CHALLENGE A. Give the lines of the records below as a JSON list of strings, one string per line, with blank lines left out. Omit the pictures from the answer.

SELECTION.
------------------------------------

Complementing BigSheets are a number of ready-made sample applications that business users can launch from the BigInsights web console to collect data from websites, relational database management systems (RDBMSes), remote file systems, and other sources. We'll rely on two such applications for the work described here. However, it's important to realize that programmers and administrators can use other BigInsights technologies to collect, process, and prepare data for subsequent analysis in BigSheets. Such technologies include Jaql, Flume, Pig, Hive, MapReduce applications, and others.

IBM Watson

IBM Watson is a research project that performs complex analytics to answer questions presented in a natural language. Watson's software consults data collected from various sources and uses Hadoop to efficiently process this data over a cluster of IBM Power 750 servers. IBM Watson placed first in a televised game show competition in 2011, beating two leading human contestants. See the Resources section for further details on IBM Watson and the Jeopardy! game show.

------------------------------------

MATERIAL SHOWN.
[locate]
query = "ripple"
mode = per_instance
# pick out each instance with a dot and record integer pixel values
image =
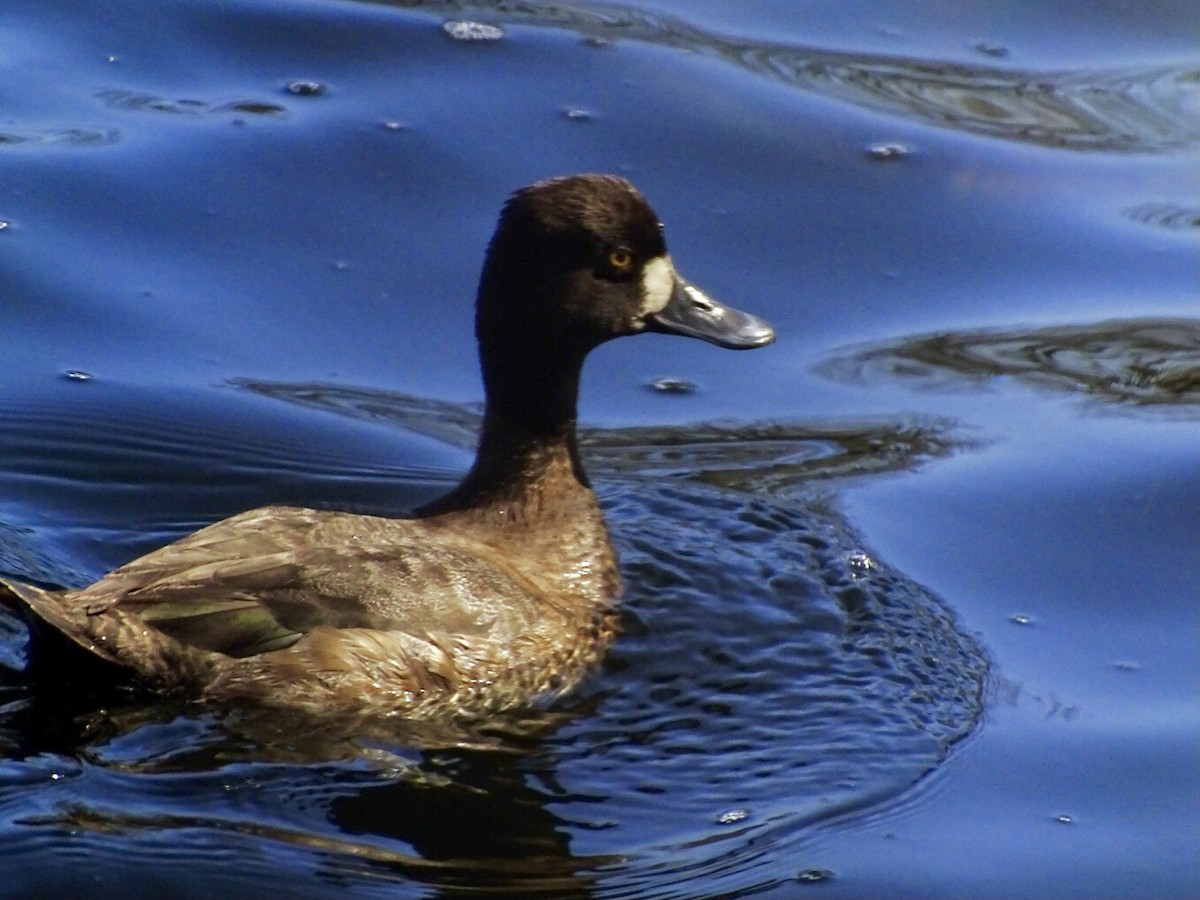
(1134, 109)
(763, 457)
(1125, 364)
(1164, 215)
(84, 137)
(145, 102)
(773, 673)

------------------------------------

CHALLENGE B. List the BigInsights technologies that the BigSheets text names as options for collecting, processing, and preparing data.

SOLUTION A.
[
  "[locate]",
  "query = \"ripple\"",
  "mode = per_instance",
  "# pick out each instance with a dot and record integer pixel values",
  "image =",
  "(1134, 109)",
  "(763, 457)",
  "(1125, 364)",
  "(1164, 215)",
  "(84, 137)",
  "(145, 102)",
  "(773, 673)"
]

SOLUTION B. Jaql, Flume, Pig, Hive, MapReduce applications